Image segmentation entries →
━━━━━━━━━━━━━━━━━━━━

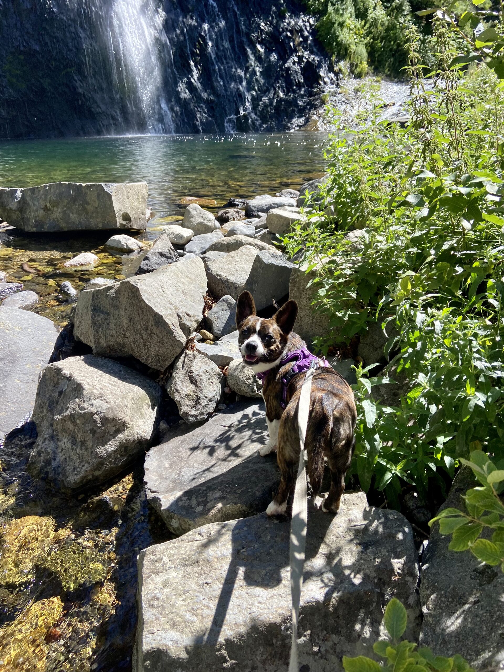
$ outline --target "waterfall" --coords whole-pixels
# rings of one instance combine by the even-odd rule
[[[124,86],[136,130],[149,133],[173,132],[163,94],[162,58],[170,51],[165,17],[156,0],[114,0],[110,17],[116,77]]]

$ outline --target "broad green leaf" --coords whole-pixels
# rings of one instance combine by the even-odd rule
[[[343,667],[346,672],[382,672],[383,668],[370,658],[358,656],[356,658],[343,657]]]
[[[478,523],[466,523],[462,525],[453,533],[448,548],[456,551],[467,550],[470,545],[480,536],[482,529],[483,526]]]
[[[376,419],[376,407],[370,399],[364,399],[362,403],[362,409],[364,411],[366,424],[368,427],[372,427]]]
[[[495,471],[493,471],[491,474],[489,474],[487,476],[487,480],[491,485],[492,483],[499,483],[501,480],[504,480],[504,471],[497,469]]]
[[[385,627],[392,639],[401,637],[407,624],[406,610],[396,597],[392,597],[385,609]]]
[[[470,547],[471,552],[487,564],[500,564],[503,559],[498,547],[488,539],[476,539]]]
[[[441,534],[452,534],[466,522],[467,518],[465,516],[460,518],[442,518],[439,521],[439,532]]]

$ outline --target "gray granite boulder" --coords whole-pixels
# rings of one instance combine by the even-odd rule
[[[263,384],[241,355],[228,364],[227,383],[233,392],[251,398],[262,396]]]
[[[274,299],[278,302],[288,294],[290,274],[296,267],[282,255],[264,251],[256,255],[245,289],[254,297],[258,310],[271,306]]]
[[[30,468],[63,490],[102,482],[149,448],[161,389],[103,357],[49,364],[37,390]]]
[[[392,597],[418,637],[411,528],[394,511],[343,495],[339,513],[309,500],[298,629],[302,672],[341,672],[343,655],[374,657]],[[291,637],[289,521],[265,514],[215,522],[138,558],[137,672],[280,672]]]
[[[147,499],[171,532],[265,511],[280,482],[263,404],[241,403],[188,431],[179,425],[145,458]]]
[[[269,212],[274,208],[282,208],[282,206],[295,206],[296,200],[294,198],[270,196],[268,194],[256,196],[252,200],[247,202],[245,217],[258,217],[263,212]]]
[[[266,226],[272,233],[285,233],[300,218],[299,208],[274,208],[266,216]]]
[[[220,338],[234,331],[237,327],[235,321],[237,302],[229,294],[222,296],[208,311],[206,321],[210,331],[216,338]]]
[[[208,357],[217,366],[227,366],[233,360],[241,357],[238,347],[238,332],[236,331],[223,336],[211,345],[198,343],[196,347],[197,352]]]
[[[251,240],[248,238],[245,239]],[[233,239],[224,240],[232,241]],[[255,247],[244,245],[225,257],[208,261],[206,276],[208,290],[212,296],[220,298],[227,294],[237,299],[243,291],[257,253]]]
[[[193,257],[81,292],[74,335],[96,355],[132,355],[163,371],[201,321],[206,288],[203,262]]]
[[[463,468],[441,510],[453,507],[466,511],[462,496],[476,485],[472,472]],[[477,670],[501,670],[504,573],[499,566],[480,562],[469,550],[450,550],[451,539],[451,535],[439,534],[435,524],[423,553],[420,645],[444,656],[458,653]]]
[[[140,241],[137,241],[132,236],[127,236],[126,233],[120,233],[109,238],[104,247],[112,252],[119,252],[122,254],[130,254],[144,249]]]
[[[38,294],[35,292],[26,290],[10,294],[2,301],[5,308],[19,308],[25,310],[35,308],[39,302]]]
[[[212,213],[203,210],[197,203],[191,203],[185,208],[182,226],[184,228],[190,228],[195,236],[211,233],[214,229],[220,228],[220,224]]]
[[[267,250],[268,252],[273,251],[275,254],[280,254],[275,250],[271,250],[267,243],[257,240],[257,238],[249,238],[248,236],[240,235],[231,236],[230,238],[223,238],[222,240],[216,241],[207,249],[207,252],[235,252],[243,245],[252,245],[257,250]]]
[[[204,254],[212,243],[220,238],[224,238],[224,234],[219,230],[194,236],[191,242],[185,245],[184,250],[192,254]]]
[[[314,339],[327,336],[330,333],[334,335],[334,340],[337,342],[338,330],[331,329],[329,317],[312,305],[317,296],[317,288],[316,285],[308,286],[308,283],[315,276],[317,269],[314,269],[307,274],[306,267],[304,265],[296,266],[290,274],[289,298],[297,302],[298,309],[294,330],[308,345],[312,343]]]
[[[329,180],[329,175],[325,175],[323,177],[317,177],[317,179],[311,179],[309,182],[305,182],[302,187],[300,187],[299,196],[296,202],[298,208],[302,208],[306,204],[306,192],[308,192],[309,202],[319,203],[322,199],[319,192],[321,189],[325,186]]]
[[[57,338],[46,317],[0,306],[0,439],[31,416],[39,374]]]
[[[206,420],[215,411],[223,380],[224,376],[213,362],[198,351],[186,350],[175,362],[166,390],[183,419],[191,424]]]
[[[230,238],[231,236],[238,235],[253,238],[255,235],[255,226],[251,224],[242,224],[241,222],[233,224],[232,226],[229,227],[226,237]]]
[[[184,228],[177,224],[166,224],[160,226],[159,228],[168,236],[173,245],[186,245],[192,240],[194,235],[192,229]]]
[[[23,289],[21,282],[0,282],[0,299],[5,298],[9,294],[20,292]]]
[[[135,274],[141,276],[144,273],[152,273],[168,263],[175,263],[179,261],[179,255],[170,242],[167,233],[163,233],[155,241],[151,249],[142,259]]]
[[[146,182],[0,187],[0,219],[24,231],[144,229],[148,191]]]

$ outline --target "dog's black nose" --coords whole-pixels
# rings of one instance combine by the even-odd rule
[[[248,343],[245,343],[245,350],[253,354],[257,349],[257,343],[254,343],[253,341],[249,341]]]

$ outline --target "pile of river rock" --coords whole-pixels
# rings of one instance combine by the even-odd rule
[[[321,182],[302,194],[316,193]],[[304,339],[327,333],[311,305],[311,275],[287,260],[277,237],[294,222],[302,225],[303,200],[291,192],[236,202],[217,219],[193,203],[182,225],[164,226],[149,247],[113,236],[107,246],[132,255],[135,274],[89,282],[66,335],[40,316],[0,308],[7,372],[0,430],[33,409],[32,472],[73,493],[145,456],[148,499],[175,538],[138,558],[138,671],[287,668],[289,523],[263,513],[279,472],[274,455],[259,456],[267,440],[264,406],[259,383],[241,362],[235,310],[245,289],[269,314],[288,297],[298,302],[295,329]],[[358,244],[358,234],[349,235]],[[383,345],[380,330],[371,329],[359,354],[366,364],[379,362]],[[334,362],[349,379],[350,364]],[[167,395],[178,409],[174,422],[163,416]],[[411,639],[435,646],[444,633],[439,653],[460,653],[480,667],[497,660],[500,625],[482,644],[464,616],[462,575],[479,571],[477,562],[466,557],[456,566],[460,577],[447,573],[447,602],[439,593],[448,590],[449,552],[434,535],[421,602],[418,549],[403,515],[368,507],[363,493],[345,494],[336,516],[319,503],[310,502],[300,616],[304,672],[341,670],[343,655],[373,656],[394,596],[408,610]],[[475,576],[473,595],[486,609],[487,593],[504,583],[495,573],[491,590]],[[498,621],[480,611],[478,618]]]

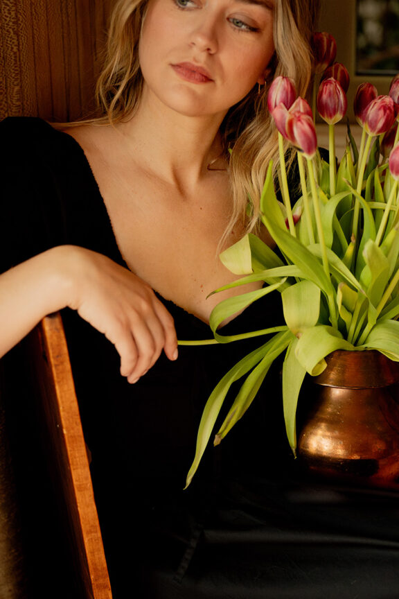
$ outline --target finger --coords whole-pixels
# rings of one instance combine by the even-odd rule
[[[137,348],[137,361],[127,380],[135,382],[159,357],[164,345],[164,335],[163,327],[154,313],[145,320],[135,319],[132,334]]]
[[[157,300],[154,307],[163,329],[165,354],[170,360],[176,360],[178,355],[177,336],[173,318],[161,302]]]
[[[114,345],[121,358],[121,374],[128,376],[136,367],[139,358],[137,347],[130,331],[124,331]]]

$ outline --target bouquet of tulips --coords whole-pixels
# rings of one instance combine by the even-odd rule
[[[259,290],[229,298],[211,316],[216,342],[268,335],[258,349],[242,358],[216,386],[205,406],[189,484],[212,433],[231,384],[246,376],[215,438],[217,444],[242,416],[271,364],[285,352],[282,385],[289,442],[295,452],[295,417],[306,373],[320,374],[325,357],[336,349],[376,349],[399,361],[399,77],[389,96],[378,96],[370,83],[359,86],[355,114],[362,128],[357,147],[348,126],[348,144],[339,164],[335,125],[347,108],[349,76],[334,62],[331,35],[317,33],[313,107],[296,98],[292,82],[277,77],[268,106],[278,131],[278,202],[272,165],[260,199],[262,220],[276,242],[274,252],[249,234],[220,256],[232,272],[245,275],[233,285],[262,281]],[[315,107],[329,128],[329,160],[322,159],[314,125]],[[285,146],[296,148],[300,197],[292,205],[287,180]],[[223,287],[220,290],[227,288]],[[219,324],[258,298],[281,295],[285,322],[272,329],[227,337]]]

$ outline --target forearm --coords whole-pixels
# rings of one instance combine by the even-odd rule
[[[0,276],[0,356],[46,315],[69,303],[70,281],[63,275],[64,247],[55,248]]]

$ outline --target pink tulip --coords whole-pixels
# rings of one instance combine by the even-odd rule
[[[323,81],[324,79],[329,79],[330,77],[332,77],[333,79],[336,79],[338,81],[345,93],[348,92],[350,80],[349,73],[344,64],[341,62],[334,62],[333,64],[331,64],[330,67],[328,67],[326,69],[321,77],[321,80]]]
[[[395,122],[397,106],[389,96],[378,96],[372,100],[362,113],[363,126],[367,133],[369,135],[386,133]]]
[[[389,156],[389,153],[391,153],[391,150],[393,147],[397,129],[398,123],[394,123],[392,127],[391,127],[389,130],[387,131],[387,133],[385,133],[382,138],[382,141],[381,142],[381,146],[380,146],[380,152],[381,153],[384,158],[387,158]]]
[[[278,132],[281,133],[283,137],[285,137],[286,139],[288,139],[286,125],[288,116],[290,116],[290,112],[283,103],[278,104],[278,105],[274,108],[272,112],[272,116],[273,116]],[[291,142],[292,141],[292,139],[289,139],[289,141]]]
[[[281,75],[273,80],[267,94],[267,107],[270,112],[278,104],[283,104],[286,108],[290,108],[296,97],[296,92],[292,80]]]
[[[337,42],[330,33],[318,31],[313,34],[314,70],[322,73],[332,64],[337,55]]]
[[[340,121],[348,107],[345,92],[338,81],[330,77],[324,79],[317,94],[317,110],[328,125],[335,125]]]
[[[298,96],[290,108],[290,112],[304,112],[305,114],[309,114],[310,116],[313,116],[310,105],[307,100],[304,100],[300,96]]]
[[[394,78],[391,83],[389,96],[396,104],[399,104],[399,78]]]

━━━━━━━━━━━━━━━━━━━━

AIM OF THE TASK → Identify every line in the material above that contains the string "target", matching case exactly, and copy each of those lines in full.

RESULT FOR THIS EXERCISE →
$ outline --target "waterfall" --coords whole-pixels
$ outline --target "broad green leaf" --coords whole-pixels
$ outline --target "gray granite boulder" --coords whole-pixels
$ outline --target "dog's black nose" --coords whole-pixels
$ outline --target "pile of river rock" --coords whole-pixels
$ outline --target finger --coords whole-pixels
$ outline --target bouquet of tulips --coords whole-pixels
$ outline --target forearm --coords whole-pixels
$ outline --target pink tulip --coords whole-pixels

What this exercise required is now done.